_Set task_: Retype the whole listing, please, keeping every line exact and dropping the pictures.
------------------------
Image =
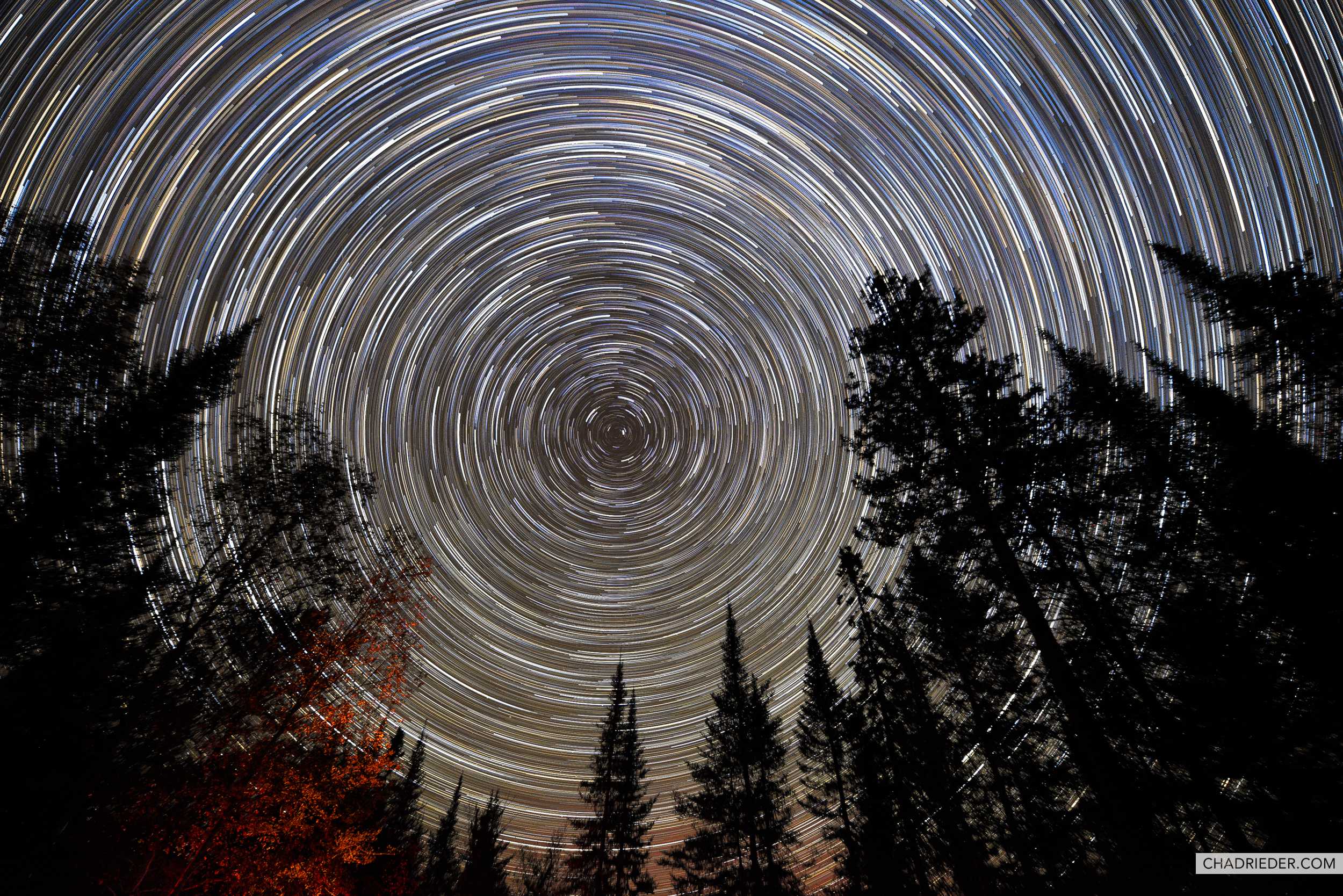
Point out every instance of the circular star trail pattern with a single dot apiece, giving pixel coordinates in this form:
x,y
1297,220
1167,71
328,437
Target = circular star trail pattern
x,y
575,278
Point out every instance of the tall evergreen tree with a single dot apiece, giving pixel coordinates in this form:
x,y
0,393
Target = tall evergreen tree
x,y
825,750
611,846
543,873
742,843
485,859
633,809
85,425
444,863
401,832
952,459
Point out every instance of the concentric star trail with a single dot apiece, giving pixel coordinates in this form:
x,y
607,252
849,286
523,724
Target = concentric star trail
x,y
575,280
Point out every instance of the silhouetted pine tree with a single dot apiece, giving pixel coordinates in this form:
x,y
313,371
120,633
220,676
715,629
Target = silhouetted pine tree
x,y
740,844
85,425
633,809
485,857
825,735
1286,340
401,832
543,873
959,459
444,863
613,844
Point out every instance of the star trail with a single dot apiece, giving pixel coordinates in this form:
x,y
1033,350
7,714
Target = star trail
x,y
575,280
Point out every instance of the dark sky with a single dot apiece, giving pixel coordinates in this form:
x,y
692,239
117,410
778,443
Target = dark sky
x,y
575,278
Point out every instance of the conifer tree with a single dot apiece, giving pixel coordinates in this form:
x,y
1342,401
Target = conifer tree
x,y
952,459
401,832
485,859
633,811
613,843
444,863
825,753
740,843
543,873
85,425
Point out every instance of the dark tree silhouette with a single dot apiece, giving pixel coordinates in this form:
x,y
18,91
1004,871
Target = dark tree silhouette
x,y
543,872
398,848
952,459
825,765
611,846
742,841
1153,550
85,425
444,863
485,859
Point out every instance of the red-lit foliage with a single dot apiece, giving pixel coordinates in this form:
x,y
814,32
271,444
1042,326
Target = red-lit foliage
x,y
285,792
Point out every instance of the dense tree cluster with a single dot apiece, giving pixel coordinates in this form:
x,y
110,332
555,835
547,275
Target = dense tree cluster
x,y
200,717
1102,652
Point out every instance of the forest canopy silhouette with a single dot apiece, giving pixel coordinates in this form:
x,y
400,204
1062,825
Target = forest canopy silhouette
x,y
1111,642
------------------------
_Answer for this exercise_:
Image =
Point out every instance of the circular star trail pattern with a single dot apiece, giving pixel coordinates in this form:
x,y
1297,220
1167,71
328,437
Target = circular star trail pattern
x,y
575,278
Point out every instance of the tall evergreen tree with a single dot apiece, giving pixel coordinates in this form:
x,y
0,393
Target = tall evergreen tree
x,y
825,750
611,846
543,873
742,843
485,859
633,809
85,425
444,863
401,832
952,459
Point out every instance of the concentric star trail with a single dot apiece, giving pixel coordinates in this form:
x,y
607,252
849,286
523,724
Target = concentric star trail
x,y
575,280
Point out every instance of the silhouetted pine tree with a single dot apiece, giving pixel coordinates in this form:
x,y
313,371
120,633
220,676
715,629
Target = silhouetted pine tree
x,y
740,844
85,425
633,809
485,857
825,735
1286,340
401,832
543,873
959,459
444,863
613,844
Point out every instance of the star trail with a single dot apiece, giving pixel coordinates in this form:
x,y
1033,350
7,714
Target = star trail
x,y
575,280
Point out every instance of the dark sky with a single dot apiece, giving pixel coordinates in this form:
x,y
692,239
117,410
778,443
Target = dark sky
x,y
575,278
Point out every instance of the conifer tree with a single dot apiece, giving pixel coordinates in this form:
x,y
1342,401
Target = conifer tree
x,y
952,459
401,832
485,859
633,811
613,843
444,863
825,753
740,843
543,873
85,425
Point out every instance of the dark tree silhouette with a single dot apiece, giving pixel coordinates in this form:
x,y
18,91
1004,871
Target = dark tree silhouette
x,y
543,872
398,848
952,459
825,765
611,846
742,841
1153,550
85,425
444,863
485,859
Point out every instance of the red-lit foliage with a single dot apiece, giving pixel coordinates in this form:
x,y
814,32
271,444
1042,326
Target = red-lit foliage
x,y
285,792
Point out every instance of the dense tree cluster with a single dot apiece, giving pixel coordinates in this form:
x,y
110,332
555,835
547,275
Target = dense tree cluster
x,y
200,717
1102,652
Point out every instance of the forest canopy silhouette with a single dot apiece, giving pixel coordinates in this form:
x,y
400,204
1062,825
Target = forest canopy silhouette
x,y
1111,642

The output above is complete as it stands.